- Task requirements: Copy exactly the last part of the entries, starting from the line with "the white baseball" and including the final line.

[Data items]
:::

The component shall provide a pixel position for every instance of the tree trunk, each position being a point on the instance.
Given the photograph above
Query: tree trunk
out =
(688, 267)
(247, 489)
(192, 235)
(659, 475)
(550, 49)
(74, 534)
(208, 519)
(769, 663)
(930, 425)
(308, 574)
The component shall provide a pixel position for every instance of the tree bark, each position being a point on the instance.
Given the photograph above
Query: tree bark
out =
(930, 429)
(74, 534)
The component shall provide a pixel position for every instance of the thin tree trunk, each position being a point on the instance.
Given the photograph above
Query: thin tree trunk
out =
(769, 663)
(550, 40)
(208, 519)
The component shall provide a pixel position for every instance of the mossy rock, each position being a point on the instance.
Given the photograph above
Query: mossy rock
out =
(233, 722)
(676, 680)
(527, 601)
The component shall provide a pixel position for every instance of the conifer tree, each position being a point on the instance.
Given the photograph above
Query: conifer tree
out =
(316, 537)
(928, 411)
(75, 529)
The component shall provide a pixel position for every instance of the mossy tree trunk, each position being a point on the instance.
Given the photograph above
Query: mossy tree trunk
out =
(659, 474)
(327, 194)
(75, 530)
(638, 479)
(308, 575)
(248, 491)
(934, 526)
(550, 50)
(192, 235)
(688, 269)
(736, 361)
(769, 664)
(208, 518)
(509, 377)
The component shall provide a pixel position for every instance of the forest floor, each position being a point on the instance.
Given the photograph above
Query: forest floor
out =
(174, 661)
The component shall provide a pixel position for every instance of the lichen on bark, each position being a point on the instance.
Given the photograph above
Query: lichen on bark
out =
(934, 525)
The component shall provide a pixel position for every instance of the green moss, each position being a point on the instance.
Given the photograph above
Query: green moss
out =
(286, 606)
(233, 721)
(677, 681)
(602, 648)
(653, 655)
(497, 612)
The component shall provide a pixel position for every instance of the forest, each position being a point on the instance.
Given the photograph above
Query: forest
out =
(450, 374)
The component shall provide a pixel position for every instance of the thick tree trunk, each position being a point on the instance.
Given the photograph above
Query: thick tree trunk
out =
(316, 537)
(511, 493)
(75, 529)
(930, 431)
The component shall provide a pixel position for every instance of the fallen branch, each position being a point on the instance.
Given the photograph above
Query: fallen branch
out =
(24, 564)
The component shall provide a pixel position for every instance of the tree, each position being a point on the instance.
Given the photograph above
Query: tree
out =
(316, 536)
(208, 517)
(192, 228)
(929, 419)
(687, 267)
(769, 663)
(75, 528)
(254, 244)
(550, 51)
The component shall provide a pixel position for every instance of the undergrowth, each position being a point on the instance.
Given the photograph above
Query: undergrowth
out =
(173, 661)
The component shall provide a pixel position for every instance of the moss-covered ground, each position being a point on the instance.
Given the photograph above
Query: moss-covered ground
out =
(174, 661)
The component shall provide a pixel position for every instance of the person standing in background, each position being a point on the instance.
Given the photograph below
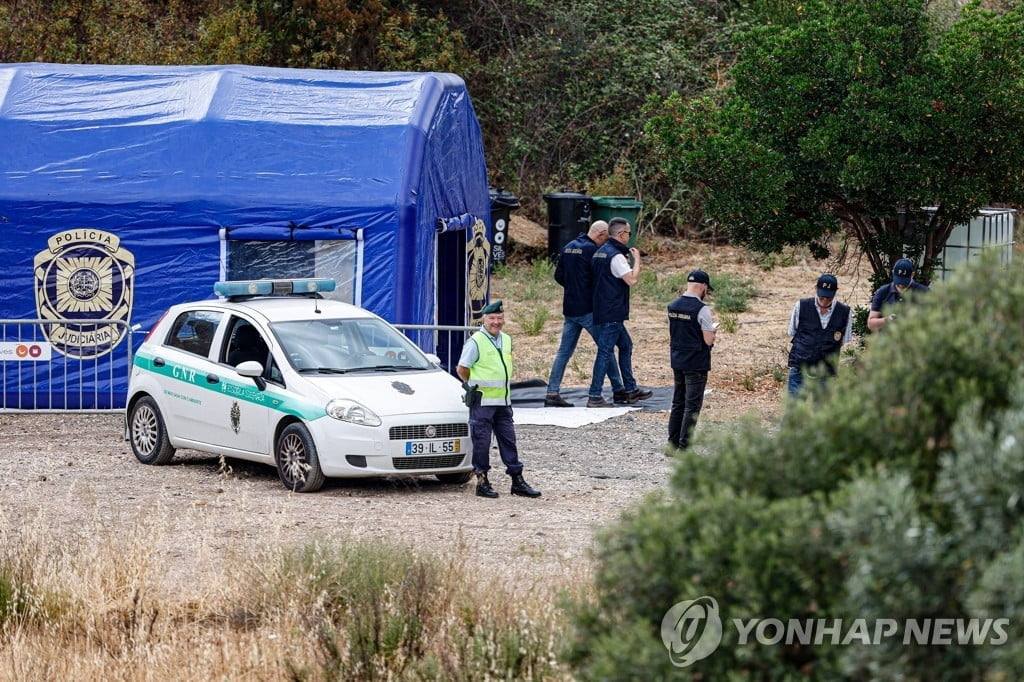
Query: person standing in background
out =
(485, 369)
(892, 293)
(612, 278)
(819, 326)
(691, 334)
(572, 272)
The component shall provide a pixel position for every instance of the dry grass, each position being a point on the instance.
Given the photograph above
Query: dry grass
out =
(103, 609)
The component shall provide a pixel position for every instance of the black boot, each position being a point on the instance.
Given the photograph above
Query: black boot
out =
(483, 488)
(521, 487)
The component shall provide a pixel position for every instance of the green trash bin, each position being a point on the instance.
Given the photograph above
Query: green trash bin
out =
(606, 208)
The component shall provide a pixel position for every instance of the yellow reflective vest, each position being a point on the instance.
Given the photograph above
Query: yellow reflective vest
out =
(492, 372)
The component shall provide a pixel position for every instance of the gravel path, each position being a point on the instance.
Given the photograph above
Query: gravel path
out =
(74, 475)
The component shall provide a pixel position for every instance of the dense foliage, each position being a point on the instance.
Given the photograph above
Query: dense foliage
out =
(857, 115)
(896, 492)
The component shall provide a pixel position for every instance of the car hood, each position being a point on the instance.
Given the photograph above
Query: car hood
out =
(394, 393)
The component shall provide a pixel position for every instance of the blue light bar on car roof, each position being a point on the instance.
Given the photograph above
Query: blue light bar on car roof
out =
(272, 287)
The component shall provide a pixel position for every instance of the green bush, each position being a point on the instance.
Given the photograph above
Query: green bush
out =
(887, 493)
(754, 556)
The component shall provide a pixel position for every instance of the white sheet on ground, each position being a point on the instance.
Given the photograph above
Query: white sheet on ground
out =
(568, 417)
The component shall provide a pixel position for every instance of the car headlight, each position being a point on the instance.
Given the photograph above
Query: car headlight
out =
(350, 411)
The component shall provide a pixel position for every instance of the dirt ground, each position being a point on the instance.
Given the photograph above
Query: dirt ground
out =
(74, 474)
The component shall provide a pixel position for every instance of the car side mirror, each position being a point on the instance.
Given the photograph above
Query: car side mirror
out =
(250, 369)
(253, 370)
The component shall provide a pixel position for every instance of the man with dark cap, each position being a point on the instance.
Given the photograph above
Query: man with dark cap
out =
(485, 369)
(572, 272)
(691, 335)
(612, 278)
(819, 327)
(892, 293)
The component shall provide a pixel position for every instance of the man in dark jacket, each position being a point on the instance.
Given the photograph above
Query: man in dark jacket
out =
(572, 272)
(612, 278)
(819, 327)
(691, 334)
(892, 293)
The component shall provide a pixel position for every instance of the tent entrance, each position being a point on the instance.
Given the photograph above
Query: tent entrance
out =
(339, 258)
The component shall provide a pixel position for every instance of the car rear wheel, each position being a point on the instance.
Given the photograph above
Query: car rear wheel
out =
(147, 433)
(455, 479)
(298, 465)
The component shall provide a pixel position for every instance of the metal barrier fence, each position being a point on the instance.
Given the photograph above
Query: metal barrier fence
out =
(65, 365)
(39, 374)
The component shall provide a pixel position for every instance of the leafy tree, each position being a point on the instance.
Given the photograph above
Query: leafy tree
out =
(561, 86)
(102, 31)
(893, 493)
(857, 115)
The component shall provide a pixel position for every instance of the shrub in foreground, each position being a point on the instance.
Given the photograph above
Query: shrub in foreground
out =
(890, 493)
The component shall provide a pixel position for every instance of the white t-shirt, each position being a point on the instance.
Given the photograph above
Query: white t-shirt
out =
(620, 265)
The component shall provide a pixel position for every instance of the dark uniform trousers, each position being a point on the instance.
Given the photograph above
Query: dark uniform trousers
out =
(485, 420)
(687, 399)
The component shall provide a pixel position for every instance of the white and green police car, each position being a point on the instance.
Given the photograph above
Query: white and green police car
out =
(274, 373)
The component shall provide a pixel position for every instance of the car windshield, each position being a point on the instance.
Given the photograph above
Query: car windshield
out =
(343, 346)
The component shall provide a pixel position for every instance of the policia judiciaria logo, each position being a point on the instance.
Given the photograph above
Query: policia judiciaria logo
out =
(84, 275)
(477, 262)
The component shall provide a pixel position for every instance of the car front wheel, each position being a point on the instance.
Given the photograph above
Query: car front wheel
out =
(298, 465)
(147, 433)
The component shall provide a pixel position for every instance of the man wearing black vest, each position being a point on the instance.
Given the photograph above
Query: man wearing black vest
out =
(572, 272)
(691, 336)
(612, 278)
(819, 327)
(892, 293)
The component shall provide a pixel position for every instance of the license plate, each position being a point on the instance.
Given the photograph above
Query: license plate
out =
(433, 446)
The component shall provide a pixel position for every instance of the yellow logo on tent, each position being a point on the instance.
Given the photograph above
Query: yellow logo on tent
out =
(478, 259)
(83, 279)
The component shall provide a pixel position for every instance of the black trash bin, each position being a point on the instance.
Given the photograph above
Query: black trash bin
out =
(568, 214)
(502, 204)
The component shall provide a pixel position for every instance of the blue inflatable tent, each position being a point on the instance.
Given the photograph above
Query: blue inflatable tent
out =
(125, 189)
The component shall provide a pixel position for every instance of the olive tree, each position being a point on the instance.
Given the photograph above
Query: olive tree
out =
(865, 116)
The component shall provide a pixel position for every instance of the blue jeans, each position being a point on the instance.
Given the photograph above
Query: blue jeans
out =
(610, 335)
(796, 381)
(571, 328)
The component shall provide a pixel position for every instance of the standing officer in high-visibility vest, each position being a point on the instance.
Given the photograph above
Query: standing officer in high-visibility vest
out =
(485, 369)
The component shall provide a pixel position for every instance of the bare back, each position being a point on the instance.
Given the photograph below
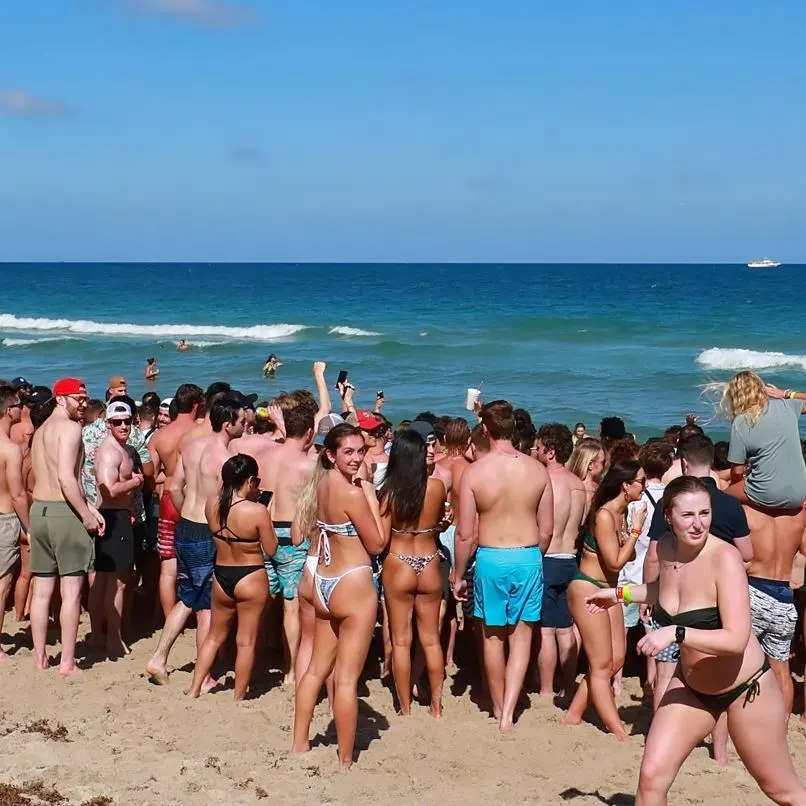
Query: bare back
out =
(569, 510)
(507, 489)
(285, 470)
(45, 453)
(406, 542)
(164, 445)
(774, 548)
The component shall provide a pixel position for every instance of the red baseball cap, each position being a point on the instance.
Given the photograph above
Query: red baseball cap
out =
(69, 386)
(367, 421)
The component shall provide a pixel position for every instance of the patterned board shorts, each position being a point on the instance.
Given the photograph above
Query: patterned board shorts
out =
(773, 623)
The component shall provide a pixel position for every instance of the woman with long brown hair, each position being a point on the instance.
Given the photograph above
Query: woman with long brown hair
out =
(243, 532)
(412, 509)
(607, 546)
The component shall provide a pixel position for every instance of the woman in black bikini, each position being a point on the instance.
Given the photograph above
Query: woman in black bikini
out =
(702, 602)
(607, 546)
(412, 509)
(243, 532)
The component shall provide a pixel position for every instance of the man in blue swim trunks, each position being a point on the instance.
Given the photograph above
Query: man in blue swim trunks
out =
(511, 495)
(285, 471)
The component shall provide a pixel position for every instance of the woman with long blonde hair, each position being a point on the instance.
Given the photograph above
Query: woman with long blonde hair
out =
(587, 463)
(768, 475)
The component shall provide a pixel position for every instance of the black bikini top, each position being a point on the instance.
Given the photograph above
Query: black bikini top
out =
(704, 618)
(234, 538)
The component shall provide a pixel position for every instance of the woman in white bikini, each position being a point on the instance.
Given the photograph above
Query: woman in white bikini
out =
(412, 508)
(344, 597)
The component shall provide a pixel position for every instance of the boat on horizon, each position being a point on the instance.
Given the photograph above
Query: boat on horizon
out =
(764, 263)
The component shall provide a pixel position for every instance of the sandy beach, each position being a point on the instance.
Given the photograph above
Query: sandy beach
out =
(135, 743)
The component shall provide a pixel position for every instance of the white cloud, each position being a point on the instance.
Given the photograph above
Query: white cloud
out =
(206, 12)
(16, 102)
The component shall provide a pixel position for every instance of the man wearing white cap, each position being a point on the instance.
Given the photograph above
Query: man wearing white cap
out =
(114, 552)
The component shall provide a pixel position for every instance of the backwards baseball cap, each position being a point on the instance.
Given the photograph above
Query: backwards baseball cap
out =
(326, 424)
(422, 428)
(245, 401)
(367, 421)
(38, 396)
(119, 409)
(69, 386)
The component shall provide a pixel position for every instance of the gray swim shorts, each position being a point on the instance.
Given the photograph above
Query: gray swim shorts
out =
(773, 622)
(9, 542)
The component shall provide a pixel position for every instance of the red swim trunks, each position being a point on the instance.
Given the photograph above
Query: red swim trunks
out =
(166, 526)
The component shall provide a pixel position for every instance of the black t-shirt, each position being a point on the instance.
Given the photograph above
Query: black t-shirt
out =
(728, 520)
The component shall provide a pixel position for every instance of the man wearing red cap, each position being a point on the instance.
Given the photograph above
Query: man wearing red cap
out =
(61, 520)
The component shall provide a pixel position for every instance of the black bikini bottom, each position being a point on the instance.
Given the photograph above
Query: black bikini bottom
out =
(721, 702)
(228, 576)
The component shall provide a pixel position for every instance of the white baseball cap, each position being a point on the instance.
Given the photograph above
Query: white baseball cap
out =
(119, 409)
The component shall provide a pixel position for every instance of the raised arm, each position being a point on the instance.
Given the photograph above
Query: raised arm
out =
(325, 404)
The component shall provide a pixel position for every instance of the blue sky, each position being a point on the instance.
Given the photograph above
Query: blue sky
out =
(414, 130)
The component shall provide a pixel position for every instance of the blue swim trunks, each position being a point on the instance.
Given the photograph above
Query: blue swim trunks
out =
(447, 540)
(509, 585)
(285, 568)
(195, 558)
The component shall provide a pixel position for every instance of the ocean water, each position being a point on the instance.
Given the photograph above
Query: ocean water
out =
(568, 342)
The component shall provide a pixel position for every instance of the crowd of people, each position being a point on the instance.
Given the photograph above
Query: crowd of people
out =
(544, 548)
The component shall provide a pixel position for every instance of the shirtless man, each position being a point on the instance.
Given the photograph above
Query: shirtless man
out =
(114, 552)
(285, 471)
(13, 500)
(164, 450)
(61, 522)
(456, 439)
(554, 447)
(513, 498)
(214, 392)
(196, 478)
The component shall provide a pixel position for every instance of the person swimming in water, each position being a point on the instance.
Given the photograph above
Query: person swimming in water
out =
(271, 366)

:::

- Solution for this exercise:
The component shall provide a pixel position for every instance of the white baseball cap, each position being a point on the instance.
Given the photograph above
Query: white baseball cap
out =
(119, 409)
The component shall provide a pixel position for every instance of the raised arm, each position being a point on the instance.
Given the photograph above
Query: raised arm
out =
(325, 404)
The component shall provide a pixel position for every instance of the blue sky, each position being a point on the instance.
Given the photograph above
Query: blue sky
out =
(414, 130)
The component shall provide a pixel position for every instance of the blue swim trunks, each position being a point on the instance.
Given the photograph above
Query: blue swim trunks
out =
(447, 540)
(509, 585)
(285, 568)
(195, 558)
The component shall provide a pixel position for every instance of the ocean water, each position being a point on the instance.
Given the photograph above
Query: ocean water
out =
(568, 342)
The component shall provide a pixel position for every instance of the crowd of people, each position being a point on the instance.
Given the photograph above
Query: crowd of people
out =
(544, 548)
The component shall provide a pixel position for every instance of the shirtless man, each position being a point on the instance.
Given the photograph above
Query: shirtless man
out =
(114, 552)
(285, 471)
(13, 500)
(164, 450)
(61, 522)
(456, 439)
(554, 447)
(513, 498)
(214, 392)
(196, 478)
The component shall provide a pixel position for every instance of the person swimming in water, each position being a point on the instance.
Given the photograph above
Query: person swimming in water
out =
(271, 366)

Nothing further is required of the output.